## Exercise
Please recast every line of the listing as a Markdown table with the columns "Row" and "Line," numbering the rows and leaving out blank lines.

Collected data
Segment Open

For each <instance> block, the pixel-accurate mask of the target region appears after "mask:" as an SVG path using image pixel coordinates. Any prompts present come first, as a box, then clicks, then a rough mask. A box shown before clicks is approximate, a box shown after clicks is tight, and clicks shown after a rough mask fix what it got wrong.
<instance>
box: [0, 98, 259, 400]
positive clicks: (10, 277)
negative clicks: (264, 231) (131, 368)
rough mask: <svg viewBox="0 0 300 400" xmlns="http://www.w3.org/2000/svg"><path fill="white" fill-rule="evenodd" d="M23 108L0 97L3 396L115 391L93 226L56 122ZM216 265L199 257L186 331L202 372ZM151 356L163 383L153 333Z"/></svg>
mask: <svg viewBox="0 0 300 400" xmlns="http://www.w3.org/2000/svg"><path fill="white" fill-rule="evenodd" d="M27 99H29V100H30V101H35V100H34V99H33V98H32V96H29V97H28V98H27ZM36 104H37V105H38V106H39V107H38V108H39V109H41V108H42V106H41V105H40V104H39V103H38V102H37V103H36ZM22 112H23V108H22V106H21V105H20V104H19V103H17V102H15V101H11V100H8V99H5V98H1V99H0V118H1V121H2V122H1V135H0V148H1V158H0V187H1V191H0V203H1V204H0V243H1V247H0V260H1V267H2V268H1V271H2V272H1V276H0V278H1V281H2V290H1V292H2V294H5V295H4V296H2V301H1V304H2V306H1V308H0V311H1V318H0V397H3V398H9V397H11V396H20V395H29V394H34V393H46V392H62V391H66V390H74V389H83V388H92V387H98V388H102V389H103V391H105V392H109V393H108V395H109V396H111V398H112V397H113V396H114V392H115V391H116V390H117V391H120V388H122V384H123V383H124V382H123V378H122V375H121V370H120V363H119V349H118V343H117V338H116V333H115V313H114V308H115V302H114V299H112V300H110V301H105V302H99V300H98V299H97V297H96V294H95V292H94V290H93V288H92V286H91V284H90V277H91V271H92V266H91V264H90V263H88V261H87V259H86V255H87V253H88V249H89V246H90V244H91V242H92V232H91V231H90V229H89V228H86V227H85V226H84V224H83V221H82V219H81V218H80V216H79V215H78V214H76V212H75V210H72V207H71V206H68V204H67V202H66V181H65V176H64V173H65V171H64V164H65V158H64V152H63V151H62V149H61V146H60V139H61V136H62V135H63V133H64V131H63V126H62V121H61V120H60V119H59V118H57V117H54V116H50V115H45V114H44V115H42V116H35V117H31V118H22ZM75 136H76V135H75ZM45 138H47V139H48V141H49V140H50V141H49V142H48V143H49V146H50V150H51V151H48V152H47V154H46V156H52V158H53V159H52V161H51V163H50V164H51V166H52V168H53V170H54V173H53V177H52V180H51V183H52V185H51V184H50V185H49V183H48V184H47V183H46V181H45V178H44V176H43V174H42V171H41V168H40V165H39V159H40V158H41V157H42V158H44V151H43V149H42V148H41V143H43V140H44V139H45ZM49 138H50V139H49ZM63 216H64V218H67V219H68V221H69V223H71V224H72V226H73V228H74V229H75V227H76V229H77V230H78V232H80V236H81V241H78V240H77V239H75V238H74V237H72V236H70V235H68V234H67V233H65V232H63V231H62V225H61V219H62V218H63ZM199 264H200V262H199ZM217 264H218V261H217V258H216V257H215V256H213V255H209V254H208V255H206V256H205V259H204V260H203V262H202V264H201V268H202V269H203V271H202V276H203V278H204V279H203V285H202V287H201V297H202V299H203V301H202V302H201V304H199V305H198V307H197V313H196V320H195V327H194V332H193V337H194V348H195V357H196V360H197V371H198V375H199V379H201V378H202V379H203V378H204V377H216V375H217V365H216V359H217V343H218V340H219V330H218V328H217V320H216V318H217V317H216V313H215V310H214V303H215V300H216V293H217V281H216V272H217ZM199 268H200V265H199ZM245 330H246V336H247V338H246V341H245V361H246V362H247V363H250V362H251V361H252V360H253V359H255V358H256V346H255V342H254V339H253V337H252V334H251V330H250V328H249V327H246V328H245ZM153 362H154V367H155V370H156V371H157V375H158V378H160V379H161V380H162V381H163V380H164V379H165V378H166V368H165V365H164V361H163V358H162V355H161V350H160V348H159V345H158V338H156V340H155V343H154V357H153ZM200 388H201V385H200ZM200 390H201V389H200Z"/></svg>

Segment Closed

## Result below
| Row | Line |
|---|---|
| 1 | For each <instance> block, the pixel-accurate mask of the target region appears after "mask:" as an SVG path using image pixel coordinates. Any prompts present come first, as a box, then clicks, then a rough mask. A box shown before clicks is approximate, a box shown after clicks is tight, and clicks shown after a rough mask fix what it got wrong. |
| 2 | <instance> |
| 3 | box: [0, 98, 259, 400] |
| 4 | positive clicks: (10, 277) |
| 5 | negative clicks: (264, 231) (131, 368) |
| 6 | rough mask: <svg viewBox="0 0 300 400" xmlns="http://www.w3.org/2000/svg"><path fill="white" fill-rule="evenodd" d="M23 108L0 97L3 396L115 391L93 226L56 122ZM216 265L199 257L186 331L202 372ZM151 356L163 383L153 333Z"/></svg> |
| 7 | mask: <svg viewBox="0 0 300 400" xmlns="http://www.w3.org/2000/svg"><path fill="white" fill-rule="evenodd" d="M27 99H29V100H30V101H35V100H34V99H33V98H32V96H29V97H28V98H27ZM36 104H37V105H38V106H39V107H38V108H39V109H41V108H42V106H41V105H40V104H39V103H38V102H37V103H36ZM22 112H23V108H22V106H21V105H20V104H19V103H17V102H15V101H11V100H8V99H5V98H1V99H0V118H1V121H2V122H1V135H0V148H1V158H0V187H1V191H0V203H1V204H0V243H1V247H0V260H1V267H2V268H1V271H2V272H1V276H0V278H1V281H2V290H1V292H2V294H5V295H4V296H2V301H1V304H2V306H1V308H0V311H1V318H0V397H3V398H9V397H11V396H20V395H29V394H34V393H46V392H62V391H66V390H74V389H83V388H92V387H98V388H102V389H103V391H105V392H109V393H108V395H109V396H111V398H112V397H113V396H114V392H115V391H116V390H117V391H120V388H122V384H123V383H124V382H123V378H122V375H121V370H120V363H119V349H118V343H117V338H116V333H115V313H114V308H115V302H114V299H112V300H110V301H105V302H99V300H98V299H97V297H96V294H95V292H94V290H93V288H92V286H91V284H90V277H91V271H92V266H91V264H90V263H88V261H87V259H86V255H87V253H88V249H89V246H90V244H91V242H92V232H91V231H90V229H89V228H86V227H85V226H84V224H83V221H82V219H81V218H80V216H79V215H78V214H76V212H75V210H72V207H71V206H68V204H67V202H66V181H65V176H64V173H65V171H64V164H65V158H64V152H63V151H62V149H61V146H60V139H61V136H62V135H63V133H64V131H63V126H62V121H61V120H60V119H59V118H57V117H54V116H50V115H45V114H44V115H42V116H35V117H31V118H22ZM75 136H76V135H75ZM45 138H47V139H48V141H49V140H50V141H49V142H48V143H49V146H50V150H51V151H48V152H47V154H46V156H52V158H53V159H52V161H51V163H50V164H51V166H52V168H53V170H54V173H53V177H52V180H51V183H52V185H51V184H50V185H49V183H48V184H47V183H46V181H45V178H44V176H43V174H42V171H41V168H40V165H39V159H40V158H41V157H42V158H44V151H43V149H42V148H41V143H43V140H44V139H45ZM49 138H50V139H49ZM63 216H64V218H67V219H68V221H69V223H71V224H72V226H73V228H74V229H75V227H76V229H77V230H78V232H80V236H81V241H78V240H77V239H75V238H74V237H72V236H70V235H68V234H67V233H65V232H63V231H62V225H61V219H62V218H63ZM199 264H200V262H199ZM217 264H218V261H217V258H216V257H215V256H213V255H209V254H208V255H206V256H205V259H204V260H203V262H202V264H201V268H202V269H203V271H202V276H203V278H204V279H203V285H202V287H201V297H202V299H203V301H202V302H201V304H199V305H198V307H197V313H196V320H195V327H194V332H193V337H194V348H195V357H196V360H197V371H198V375H199V379H201V378H202V379H203V378H204V377H216V375H217V365H216V359H217V343H218V340H219V330H218V328H217V320H216V318H217V317H216V313H215V310H214V303H215V300H216V293H217V281H216V272H217ZM199 268H200V265H199ZM245 330H246V336H247V338H246V341H245V361H246V362H247V363H250V362H251V361H252V360H253V359H255V358H256V346H255V342H254V339H253V337H252V334H251V330H250V328H249V327H246V328H245ZM153 362H154V367H155V370H156V371H157V375H158V378H160V379H161V380H162V381H163V380H164V379H165V378H166V368H165V365H164V361H163V358H162V355H161V350H160V348H159V345H158V338H156V340H155V343H154V357H153ZM200 388H201V385H200ZM200 390H201V389H200Z"/></svg> |